Records from a collection:
=====
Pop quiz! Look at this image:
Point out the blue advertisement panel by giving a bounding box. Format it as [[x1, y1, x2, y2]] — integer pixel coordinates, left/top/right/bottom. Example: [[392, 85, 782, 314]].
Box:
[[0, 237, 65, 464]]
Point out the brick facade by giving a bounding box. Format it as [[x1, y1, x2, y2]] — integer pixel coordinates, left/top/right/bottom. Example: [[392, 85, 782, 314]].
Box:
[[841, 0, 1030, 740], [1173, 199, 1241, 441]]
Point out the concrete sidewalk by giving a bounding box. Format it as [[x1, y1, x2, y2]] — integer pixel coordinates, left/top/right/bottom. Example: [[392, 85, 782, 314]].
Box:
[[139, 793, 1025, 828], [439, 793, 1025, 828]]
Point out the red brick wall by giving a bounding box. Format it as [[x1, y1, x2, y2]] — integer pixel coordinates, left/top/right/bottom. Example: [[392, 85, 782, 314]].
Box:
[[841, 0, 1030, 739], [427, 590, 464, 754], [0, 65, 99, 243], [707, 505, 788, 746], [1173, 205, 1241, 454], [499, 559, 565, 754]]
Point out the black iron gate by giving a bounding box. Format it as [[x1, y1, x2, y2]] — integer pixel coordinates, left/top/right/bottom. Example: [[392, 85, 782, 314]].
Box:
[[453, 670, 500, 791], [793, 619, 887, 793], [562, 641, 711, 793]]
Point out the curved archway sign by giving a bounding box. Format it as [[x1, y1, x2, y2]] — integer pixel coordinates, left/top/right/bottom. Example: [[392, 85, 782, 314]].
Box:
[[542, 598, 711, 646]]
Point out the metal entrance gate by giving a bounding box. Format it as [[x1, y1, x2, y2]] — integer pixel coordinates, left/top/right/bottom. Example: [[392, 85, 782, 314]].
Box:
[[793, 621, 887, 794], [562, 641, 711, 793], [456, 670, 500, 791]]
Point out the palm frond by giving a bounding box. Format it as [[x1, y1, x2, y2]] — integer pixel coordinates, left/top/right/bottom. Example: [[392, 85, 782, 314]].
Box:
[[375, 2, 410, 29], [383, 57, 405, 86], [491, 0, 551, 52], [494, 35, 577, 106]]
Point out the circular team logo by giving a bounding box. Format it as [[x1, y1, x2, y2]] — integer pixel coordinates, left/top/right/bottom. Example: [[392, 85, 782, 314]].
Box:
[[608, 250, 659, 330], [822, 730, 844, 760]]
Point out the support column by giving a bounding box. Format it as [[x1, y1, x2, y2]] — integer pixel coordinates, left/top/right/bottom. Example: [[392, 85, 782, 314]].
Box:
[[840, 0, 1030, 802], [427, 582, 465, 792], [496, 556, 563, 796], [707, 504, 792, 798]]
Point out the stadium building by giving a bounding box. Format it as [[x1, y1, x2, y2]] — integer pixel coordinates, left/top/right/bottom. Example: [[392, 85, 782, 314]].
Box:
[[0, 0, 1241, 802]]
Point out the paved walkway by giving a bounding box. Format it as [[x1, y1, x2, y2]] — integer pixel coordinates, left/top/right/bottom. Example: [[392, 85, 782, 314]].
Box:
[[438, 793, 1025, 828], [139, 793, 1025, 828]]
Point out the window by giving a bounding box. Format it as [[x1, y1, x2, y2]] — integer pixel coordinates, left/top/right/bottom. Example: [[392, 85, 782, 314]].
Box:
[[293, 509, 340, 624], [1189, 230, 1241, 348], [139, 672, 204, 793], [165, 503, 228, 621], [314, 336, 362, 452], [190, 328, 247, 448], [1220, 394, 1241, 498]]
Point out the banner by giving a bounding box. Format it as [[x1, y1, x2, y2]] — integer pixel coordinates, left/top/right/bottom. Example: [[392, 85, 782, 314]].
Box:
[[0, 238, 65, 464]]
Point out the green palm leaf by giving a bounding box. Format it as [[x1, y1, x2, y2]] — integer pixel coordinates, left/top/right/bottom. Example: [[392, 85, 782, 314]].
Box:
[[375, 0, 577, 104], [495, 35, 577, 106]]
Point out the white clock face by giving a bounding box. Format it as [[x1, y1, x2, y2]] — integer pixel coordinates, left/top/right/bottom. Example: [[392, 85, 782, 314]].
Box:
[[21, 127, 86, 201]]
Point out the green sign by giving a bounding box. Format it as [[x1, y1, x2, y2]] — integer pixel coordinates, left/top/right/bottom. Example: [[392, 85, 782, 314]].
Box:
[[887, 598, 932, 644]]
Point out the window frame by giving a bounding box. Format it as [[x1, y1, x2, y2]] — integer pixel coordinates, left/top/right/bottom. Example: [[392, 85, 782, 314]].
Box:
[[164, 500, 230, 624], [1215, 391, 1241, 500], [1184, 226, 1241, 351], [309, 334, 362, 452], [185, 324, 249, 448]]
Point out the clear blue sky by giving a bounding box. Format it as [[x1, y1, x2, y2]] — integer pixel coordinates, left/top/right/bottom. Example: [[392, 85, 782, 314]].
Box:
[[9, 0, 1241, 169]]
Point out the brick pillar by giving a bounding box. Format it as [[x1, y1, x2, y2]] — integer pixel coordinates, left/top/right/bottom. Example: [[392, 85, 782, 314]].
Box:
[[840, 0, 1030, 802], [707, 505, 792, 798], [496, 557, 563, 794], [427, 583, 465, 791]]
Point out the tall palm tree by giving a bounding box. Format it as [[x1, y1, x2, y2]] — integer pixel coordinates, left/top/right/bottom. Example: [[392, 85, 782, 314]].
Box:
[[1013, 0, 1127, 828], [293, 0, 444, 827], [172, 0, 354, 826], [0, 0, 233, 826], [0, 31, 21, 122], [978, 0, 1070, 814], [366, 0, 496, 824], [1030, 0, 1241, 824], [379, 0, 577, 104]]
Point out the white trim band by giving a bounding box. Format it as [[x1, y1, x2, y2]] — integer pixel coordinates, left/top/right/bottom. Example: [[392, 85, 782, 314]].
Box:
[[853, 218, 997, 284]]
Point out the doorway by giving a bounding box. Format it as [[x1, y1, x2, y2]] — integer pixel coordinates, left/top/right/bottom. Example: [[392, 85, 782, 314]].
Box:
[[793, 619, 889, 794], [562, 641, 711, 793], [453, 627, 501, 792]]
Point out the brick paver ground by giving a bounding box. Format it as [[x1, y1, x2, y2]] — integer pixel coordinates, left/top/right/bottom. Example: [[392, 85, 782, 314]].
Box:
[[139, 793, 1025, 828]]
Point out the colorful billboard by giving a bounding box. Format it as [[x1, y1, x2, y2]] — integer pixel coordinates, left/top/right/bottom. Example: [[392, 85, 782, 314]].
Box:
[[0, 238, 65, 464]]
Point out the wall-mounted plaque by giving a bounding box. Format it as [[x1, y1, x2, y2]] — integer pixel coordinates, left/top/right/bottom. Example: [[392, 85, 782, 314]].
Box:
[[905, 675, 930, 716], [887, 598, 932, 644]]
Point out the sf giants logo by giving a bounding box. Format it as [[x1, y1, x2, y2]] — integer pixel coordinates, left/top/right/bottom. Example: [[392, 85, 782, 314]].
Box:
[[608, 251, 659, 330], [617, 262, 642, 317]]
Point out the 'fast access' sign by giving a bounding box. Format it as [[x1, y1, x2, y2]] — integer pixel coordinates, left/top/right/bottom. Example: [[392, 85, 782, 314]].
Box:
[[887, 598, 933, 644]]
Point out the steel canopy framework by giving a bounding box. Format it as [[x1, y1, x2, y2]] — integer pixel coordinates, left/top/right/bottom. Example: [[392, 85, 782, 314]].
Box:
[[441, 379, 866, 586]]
=====
# THE REQUEST:
Write out every line of the records above, copying each one exactly as it appears.

# TASK OUTPUT:
Pop quiz! Look at this image:
Point out the blue advertisement panel by giving a bounding box. Format it as [[x1, y1, x2, y2]] — integer pixel coordinates, left/top/right/bottom. Example: [[392, 85, 782, 314]].
Box:
[[0, 237, 65, 464]]
Point out the brick facade by giving a bounding box. Format it as [[x1, y1, x2, y2]] — integer pixel coordinates, left/top/right/bottom. Example: [[392, 85, 782, 314]].
Box:
[[841, 0, 1030, 740], [1173, 199, 1241, 441]]
Point out the concrete sidewalk by giving a bounding box. Format it as [[x1, y1, x2, y2]] — integer pixel coordinates, left/top/right/bottom. Example: [[392, 85, 782, 314]].
Box:
[[139, 793, 1025, 828], [439, 793, 1025, 828]]
Point out the red brick wall by giving a bounding box. Format it as [[x1, y1, x2, y2]] — integer pixel coordinates, left/top/right/bottom. Example: [[392, 85, 782, 314]].
Box:
[[841, 0, 1030, 739], [427, 590, 464, 754], [0, 65, 99, 243], [707, 505, 788, 746], [1173, 205, 1241, 454], [499, 559, 565, 754]]
Point out the black iron gate by giving a bounding box. Format it as [[x1, y1, x2, y2]] — integer pixel coordinates, left/top/right/bottom. Example: [[392, 85, 782, 314]].
Box:
[[453, 670, 500, 791], [793, 619, 887, 793], [562, 641, 711, 793]]
Point out the curved archway sign by giving a bounding box. Format it as [[x1, y1, x2, y2]] — integer pixel coordinates, left/top/right/bottom. Example: [[392, 85, 782, 314]].
Box:
[[542, 598, 711, 646]]
Point out the metal entrance gate by giving a bounding box. Format it as [[x1, y1, x2, y2]] — integer pixel coordinates, left/top/right/bottom. Example: [[392, 85, 782, 314]].
Box:
[[793, 621, 887, 794], [562, 641, 711, 793], [456, 670, 500, 791]]
Point out the palm frond by giving a bounding box. Format it as [[x1, y1, x2, y2]] — integer pixel coordinates, left/top/right/bottom. Example: [[392, 85, 782, 314]].
Box:
[[375, 2, 410, 29], [383, 57, 405, 86], [491, 0, 551, 52], [494, 35, 577, 106]]
Point out the circular team logo by giving a bounding box. Format it as [[x1, y1, x2, y2]] — integer pixel coordinates, left/top/right/bottom. Example: [[392, 85, 782, 314]].
Box:
[[608, 250, 659, 330], [822, 730, 844, 760]]
Point out the support column by giving a bounding box. Format it as [[x1, y1, x2, y2]] — integer pixel coordinates, left/top/right/bottom. Example: [[392, 85, 782, 314]].
Box:
[[840, 0, 1030, 802], [427, 582, 465, 792], [496, 556, 563, 796], [707, 504, 792, 798]]
Point out the stadium building by giving a bounding box. Format it as [[x1, y1, x2, y2]] — integer pixel coordinates, left/top/right/bottom. Example: [[392, 85, 782, 314]].
Box:
[[0, 0, 1241, 802]]
Point out the paved walkway by giving a bounding box. Format it as [[x1, y1, x2, y2]] — integer pixel coordinates, left/top/right/bottom. Example: [[392, 85, 782, 314]].
Box:
[[438, 793, 1025, 828], [139, 793, 1025, 828]]
Point out the window by giving a bounding box. Format it as [[x1, y1, x2, y2]] — integer pixel coordinates, left/top/right/bottom. Example: [[392, 85, 782, 314]].
Box:
[[293, 509, 340, 624], [1189, 230, 1241, 348], [139, 672, 204, 793], [165, 503, 228, 621], [314, 336, 362, 452], [190, 328, 247, 448], [1220, 394, 1241, 498]]
Point out the banner by giving a bounding box. Format it as [[x1, y1, x2, y2]] — integer pixel coordinates, left/top/right/bottom. Example: [[392, 85, 782, 314]].
Box:
[[0, 238, 65, 464]]
Point out the green palm leaf by giving a bounding box. Format it as [[x1, y1, x2, y2]] — integer pixel coordinates, left/top/right/bottom. Example: [[392, 85, 782, 314]].
Box:
[[375, 0, 577, 104], [495, 35, 577, 106]]
Point out the white clock face by giving a bounding box. Format it as [[x1, y1, x2, y2]] — integer pixel coordinates, left/top/right/bottom. Example: [[392, 85, 782, 314]].
Box:
[[21, 127, 86, 201]]
Point out the green sign by giving a bounding box. Format it as [[x1, y1, x2, y2]] — integer pixel coordinates, left/top/right/bottom. Example: [[392, 85, 782, 314]].
Box:
[[887, 598, 932, 644]]
Point out the window frame by giving a bounding box. Format it as [[x1, y1, x2, y2]] — integer pixel coordinates, left/top/right/bottom. Example: [[392, 85, 782, 314]].
Box:
[[164, 500, 230, 624], [1215, 391, 1241, 500], [1184, 226, 1241, 351], [309, 334, 362, 452], [185, 324, 249, 448]]
Point out the clear blue sky by giving a bounding box. Format it as [[x1, y1, x2, y2]] — integer pixel coordinates, left/top/right/bottom. Example: [[392, 85, 782, 314]].
Box:
[[9, 0, 1241, 169]]
Point out the brick pillar by giving a bounding box. Format it as [[x1, y1, x2, y2]] — integer pixel coordinates, left/top/right/bottom. Example: [[392, 85, 782, 314]].
Box:
[[840, 0, 1030, 802], [707, 505, 792, 798], [496, 557, 563, 794], [427, 583, 465, 791]]
Point out the tall palm tree by giving a bounding box. Format it as [[x1, y1, x2, y2]] — integer pixel coordinates, left/top/right/bottom. Example: [[392, 85, 782, 314]].
Box:
[[1013, 0, 1127, 828], [293, 0, 444, 827], [172, 0, 354, 826], [0, 0, 233, 826], [0, 31, 21, 122], [978, 0, 1070, 814], [366, 0, 496, 824], [1030, 0, 1241, 824], [379, 0, 577, 104]]
Point out the white trim band by giving a bounding box. Format it as [[x1, y1, x2, y2]] — integer pixel coordinates, left/top/right/bottom. Example: [[392, 85, 782, 314]].
Box:
[[853, 218, 997, 284]]
Point out the doorway by giving a bounding box. Format it as [[x1, y1, x2, y2]] — integer pixel coordinates, left/top/right/bottom. Example: [[392, 85, 782, 314]].
Box:
[[793, 619, 889, 794], [562, 641, 711, 793], [453, 627, 501, 792]]
Point out the brick paver ground by giving a bounding box. Format it as [[x1, y1, x2, y2]] — integer pixel coordinates, left/top/right/bottom. Example: [[392, 85, 782, 314]].
Box:
[[139, 793, 1025, 828]]
Point out the colorful billboard by giving a bounding box. Format it as [[x1, y1, x2, y2]] — integer pixel coordinates, left/top/right/bottom. Example: [[392, 85, 782, 314]].
Box:
[[0, 238, 65, 464]]
Point out the wall-mounted plaque by giving a bounding box. Format it as [[x1, y1, x2, y2]] — integer pixel coordinates, left/top/right/bottom. Example: [[392, 85, 782, 314]].
Box:
[[905, 675, 930, 716], [887, 598, 932, 644]]
Point out the sf giants logo by giving a bounding box. Format it as [[x1, y1, x2, y2]] — integer pixel coordinates, left/top/right/bottom. Example: [[392, 85, 782, 314]].
Box:
[[608, 251, 659, 330], [617, 262, 642, 317]]
Point out the 'fast access' sign by giving a bounding box. Format it as [[x1, y1, x2, y2]] — integer pixel coordinates, left/top/right/bottom. Example: [[392, 85, 782, 314]].
Box:
[[887, 598, 933, 644]]
Point out the steel canopy framework by giving a bounding box. Format it as [[x1, y1, x2, y2]] — integer pixel coordinates, left/top/right/bottom. Example: [[392, 85, 782, 314]].
Box:
[[441, 379, 866, 586]]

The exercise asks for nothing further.